'''
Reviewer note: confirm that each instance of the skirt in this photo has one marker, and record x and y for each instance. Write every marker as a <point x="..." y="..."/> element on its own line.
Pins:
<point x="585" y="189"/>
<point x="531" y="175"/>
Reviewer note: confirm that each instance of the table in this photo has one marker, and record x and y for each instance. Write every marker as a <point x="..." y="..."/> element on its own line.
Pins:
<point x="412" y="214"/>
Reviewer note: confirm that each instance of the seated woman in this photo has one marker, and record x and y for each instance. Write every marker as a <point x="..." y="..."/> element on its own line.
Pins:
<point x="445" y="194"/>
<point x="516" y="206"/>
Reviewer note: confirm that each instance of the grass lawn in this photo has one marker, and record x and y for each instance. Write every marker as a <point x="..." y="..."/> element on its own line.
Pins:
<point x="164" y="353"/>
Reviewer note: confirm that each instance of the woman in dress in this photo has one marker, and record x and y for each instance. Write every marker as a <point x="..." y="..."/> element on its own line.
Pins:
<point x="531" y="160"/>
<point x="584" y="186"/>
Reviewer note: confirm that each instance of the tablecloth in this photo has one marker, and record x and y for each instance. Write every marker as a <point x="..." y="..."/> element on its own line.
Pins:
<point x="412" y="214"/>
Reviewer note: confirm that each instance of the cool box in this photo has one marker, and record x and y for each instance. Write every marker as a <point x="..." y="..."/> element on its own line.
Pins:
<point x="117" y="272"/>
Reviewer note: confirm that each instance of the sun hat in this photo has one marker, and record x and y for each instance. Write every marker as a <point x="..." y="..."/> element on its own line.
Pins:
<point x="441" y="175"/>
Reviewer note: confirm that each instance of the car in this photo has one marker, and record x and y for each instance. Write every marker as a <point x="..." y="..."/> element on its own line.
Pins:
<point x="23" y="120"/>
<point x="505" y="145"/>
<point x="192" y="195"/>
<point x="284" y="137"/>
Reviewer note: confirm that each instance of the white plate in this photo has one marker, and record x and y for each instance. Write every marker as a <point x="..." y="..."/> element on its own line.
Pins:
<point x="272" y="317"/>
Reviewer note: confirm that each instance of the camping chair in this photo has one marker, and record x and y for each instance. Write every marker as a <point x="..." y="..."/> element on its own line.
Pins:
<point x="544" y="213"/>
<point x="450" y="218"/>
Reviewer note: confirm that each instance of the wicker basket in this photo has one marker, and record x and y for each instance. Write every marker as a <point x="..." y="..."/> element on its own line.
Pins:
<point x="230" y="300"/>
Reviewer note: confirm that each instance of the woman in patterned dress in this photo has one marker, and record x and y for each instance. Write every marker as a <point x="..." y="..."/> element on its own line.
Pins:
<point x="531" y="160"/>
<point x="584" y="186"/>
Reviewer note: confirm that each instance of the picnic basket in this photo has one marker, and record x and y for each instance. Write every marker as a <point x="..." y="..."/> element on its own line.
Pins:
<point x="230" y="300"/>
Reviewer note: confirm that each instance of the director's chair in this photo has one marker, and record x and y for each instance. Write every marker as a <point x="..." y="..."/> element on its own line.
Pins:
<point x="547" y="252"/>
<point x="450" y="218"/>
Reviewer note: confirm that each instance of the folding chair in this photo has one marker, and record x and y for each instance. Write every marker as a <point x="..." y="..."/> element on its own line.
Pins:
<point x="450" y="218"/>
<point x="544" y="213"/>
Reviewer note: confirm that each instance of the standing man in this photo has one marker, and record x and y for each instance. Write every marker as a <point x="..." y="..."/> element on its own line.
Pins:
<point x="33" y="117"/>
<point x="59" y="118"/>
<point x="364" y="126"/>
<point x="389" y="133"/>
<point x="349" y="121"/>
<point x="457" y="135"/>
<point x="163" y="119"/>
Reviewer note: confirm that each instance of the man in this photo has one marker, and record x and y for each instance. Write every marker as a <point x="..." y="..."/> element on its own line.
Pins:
'''
'''
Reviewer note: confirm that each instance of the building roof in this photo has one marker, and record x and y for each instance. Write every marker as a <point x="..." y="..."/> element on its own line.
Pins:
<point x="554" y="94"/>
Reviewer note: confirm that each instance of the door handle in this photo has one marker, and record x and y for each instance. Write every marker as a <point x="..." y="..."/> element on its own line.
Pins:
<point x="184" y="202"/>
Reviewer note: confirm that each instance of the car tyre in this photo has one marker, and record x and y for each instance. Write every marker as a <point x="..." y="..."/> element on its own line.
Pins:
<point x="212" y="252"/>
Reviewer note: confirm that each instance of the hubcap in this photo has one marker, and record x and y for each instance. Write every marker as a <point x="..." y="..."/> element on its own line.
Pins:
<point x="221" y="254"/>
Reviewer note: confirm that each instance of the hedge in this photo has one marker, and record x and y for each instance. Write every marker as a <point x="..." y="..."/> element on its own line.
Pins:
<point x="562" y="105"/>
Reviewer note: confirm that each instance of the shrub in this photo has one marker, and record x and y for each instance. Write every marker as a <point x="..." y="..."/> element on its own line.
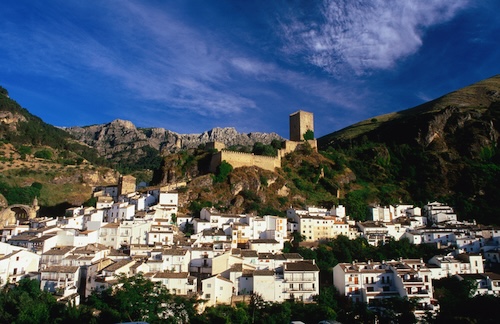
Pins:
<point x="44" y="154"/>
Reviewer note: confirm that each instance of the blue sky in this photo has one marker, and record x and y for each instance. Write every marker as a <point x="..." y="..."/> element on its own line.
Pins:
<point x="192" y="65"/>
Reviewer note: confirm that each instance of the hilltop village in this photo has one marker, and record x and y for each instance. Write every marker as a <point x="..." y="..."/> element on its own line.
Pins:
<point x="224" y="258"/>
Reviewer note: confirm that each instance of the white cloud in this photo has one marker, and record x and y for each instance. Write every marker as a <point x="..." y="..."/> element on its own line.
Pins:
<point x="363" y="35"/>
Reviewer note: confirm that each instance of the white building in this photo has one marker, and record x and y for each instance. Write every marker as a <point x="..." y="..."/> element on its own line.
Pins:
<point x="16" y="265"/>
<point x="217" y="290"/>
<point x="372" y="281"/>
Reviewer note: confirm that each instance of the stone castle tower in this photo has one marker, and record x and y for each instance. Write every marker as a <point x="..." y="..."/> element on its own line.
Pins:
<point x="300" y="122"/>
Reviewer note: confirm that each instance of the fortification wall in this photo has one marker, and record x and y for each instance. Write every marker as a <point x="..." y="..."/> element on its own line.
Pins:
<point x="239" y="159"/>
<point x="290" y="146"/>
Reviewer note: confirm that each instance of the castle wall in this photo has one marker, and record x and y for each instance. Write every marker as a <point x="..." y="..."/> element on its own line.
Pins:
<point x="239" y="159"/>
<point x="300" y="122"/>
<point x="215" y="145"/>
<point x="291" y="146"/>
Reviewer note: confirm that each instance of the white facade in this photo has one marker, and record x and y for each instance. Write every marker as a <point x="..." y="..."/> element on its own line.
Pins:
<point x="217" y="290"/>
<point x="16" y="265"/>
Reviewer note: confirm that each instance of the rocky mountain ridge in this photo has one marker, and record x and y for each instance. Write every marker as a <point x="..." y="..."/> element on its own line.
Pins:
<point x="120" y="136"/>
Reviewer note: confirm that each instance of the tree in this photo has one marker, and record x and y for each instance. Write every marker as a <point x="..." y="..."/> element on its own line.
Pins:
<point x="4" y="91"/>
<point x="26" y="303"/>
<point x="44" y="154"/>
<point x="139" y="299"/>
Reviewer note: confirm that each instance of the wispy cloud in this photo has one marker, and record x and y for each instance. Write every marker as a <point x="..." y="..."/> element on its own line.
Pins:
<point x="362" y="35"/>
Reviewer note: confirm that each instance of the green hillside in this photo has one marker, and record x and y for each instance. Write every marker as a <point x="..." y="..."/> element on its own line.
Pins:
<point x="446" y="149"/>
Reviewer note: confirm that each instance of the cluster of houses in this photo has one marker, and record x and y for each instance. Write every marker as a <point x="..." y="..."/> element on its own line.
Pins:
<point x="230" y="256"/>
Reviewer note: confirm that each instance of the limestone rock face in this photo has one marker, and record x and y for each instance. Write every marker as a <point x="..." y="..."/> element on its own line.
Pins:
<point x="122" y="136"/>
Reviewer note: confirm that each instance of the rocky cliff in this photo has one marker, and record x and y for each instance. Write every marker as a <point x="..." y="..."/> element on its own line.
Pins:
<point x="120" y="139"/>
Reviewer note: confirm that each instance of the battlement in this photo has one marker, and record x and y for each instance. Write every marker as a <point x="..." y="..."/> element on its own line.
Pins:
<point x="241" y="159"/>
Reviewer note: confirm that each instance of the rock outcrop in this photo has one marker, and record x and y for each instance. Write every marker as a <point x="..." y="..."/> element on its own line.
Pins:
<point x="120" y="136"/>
'''
-- TASK INSTRUCTIONS --
Which lines in the records above contain the string "basket"? Pull out each of those lines in full.

-- FINAL ANSWER --
Reviewer note: confirm that each instance of the wicker basket in this photo has one marker, and record x and y for each instance. Write every marker as a <point x="..." y="..."/> element on its own line.
Reviewer note: confirm that each instance of the picnic basket in this photo has one marker, and record x and y for each instance. Write every marker as a <point x="..." y="..."/> element on its own line.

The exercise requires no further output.